-- WHAT IS NEEDED --
From the text on Content Change Management, write out everything from "Major functional capabilities" down to "selective rollback capability.", word for word.

Typically the reference version is the state of the selected content area
as it was at the time of the last checkpoint.
Major functional capabilities
A good Content Change Management system has several major functional
capabilities critical to the successful deployment of a web site. These
include change migration, distributed authoring, parallel development,
auditing, reporting, and a selective rollback capability.
Change migration refers to the movement of changes made in one content
area to another and the movement of changes included in one version to
another version. Without a CCM system it is usually difficult and
sometimes impossible to determine the exact scope of a change and to make
all alterations and only those alterations in some other scope or at
another time.
Any large site will have many authors contributing to the content.
Authors and application developers often need to work collaboratively even
though they work in geographically and organizationally distinct sites. A
good CCM of necessity is able to accept input from a variety of
distributed sources and correctly and transparently determine and apply
changes from that source.
Parallel development often goes hand in hand with distributed authoring.
An e-commerce Web site is not static; the services and features that it
offers are constantly evolving. Development of these new services and
features necessarily takes place off-line and is usually done in the
context of a defined baseline that rapidly become out of date. To support
this the CCM system must provide both the ability to create branch
versions and to merge the features developed in the branch versions back
into the main line.
An example of the necessity of parallel development and distributed
authoring capabilities is the handoff of an e-commerce web site from a
third party site developer to the customer, followed by outsourced (third
party) site enhancements made to the deployed site at the customer’s
instruction, in tandem with the development of the next major site release
by the original site developer. CCM helps to ensure that changes
originating from all parties are accounted for in successive releases of
the e-commerce site.
Auditing and reporting is an essential feature that a CCM system provides.
Without audit trails, the cost of determining and repairing faults in an
e-commerce Web site can be enormous. For many applications of CCM such as
pharmaceutical content publishing, audit and approval capabilities are
essential to minimize legal liabilities. In an increasingly outsourced
economy, audit capabilities play a crucial role in minimizing the finger
pointing and breach-of-contract suits that often arise from a
misunderstanding of who made what changes, and when.
Checkpoint and rollback facilities make it possible to periodically
capture the state of the web site and then return to that state. It is
also possible to selectively rollback (remove) specific change sets. Thus
if the site has undergone many modifications and then it is discovered
that one of those modifications is faulty, the web site manager has a
choice of rolling back the entire web site to a time before the faulty
change was made or simply removing the problem change.
In some cases selective roll back is essential, such as when deployed
changes include schema modifications to backend databases, and it would be
problematic to roll back the web site after the database has processed
transactions in the format of a new schema. The ability to discover
change activities and selectively roll back or roll forward (aided by
change reporting) can mean the difference between minutes and days in
restoring correct behavior to content and applications.
Conclusion
Content Change Management is essential in the modern online e-commerce
environment. Without it, many necessary operations become awkward or even
impossible. The versioning capabilities found in standalone systems such
as CVS or in today’s Content Management solutions are only a partial
answer. A full-fledged Content Change Management system is needed for the
successful management of critical e-commerce operations.
This page was last updated January 1, 2004.

-- RECORDED INFORMATION --
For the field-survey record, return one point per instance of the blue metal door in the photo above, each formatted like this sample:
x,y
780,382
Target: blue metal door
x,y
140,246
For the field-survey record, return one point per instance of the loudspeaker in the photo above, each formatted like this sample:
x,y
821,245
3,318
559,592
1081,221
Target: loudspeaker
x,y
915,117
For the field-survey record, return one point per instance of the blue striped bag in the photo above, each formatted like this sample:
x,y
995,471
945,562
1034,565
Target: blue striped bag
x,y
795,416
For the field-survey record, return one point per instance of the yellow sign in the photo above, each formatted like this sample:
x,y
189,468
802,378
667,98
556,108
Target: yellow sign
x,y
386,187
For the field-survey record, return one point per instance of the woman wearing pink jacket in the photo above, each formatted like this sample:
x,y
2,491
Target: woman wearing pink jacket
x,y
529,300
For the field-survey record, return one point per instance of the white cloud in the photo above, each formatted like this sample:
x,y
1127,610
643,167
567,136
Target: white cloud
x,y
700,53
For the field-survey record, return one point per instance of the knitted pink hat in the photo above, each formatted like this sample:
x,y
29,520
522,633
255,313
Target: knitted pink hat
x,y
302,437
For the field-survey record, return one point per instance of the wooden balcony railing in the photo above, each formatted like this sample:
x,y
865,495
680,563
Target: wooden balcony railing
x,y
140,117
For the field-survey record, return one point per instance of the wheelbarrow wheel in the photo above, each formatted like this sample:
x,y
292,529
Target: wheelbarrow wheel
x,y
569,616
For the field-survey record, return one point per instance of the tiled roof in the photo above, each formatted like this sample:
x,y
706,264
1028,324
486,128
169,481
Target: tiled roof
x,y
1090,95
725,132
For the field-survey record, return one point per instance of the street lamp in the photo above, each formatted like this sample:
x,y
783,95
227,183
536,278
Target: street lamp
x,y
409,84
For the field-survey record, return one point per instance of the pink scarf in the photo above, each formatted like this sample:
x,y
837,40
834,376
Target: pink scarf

-- SOLUTION TO THIS PROBLEM --
Major functional capabilities
A good Content Change Management system has several major functional
capabilities critical to the successful deployment of a web site. These
include change migration, distributed authoring, parallel development,
auditing, reporting, and a selective rollback capability.